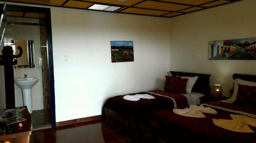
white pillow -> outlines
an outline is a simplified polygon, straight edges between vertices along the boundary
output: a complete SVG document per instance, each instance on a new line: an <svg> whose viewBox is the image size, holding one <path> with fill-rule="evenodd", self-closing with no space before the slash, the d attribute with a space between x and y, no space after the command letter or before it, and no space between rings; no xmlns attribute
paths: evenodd
<svg viewBox="0 0 256 143"><path fill-rule="evenodd" d="M187 84L186 85L186 93L188 94L191 93L192 91L192 88L197 81L198 76L196 76L194 77L190 76L181 76L181 78L188 78L187 81Z"/></svg>
<svg viewBox="0 0 256 143"><path fill-rule="evenodd" d="M256 86L256 82L244 80L240 78L237 78L234 80L234 91L233 91L233 95L228 99L227 100L228 102L232 103L237 99L237 96L238 92L238 84L242 85L246 85L249 86Z"/></svg>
_ _ _ _ _
# Instruction
Rewrite the lines of the records with "simplified polygon" changed to "reduced polygon" and everything else kept the same. Omit the pictures from your answer.

# Answer to this problem
white pillow -> outlines
an outline is a reduced polygon, straight edges between vertices along the boundary
output: a complete SVG document per instance, each instance on a new line: an <svg> whose viewBox is the image size, holding one <path> with fill-rule="evenodd", self-closing with no space before the slash, the d attribute with a space between x and y, no space after the command letter or before it, and no space between rings; no xmlns attribute
paths: evenodd
<svg viewBox="0 0 256 143"><path fill-rule="evenodd" d="M187 84L186 85L186 93L188 94L191 93L192 91L192 88L197 81L198 76L196 76L194 77L190 76L181 76L181 78L188 78L187 81Z"/></svg>
<svg viewBox="0 0 256 143"><path fill-rule="evenodd" d="M256 86L256 82L244 80L240 78L237 78L234 80L234 91L233 91L233 95L228 99L227 100L228 102L232 103L237 99L237 96L238 92L238 84L242 85L246 85L249 86Z"/></svg>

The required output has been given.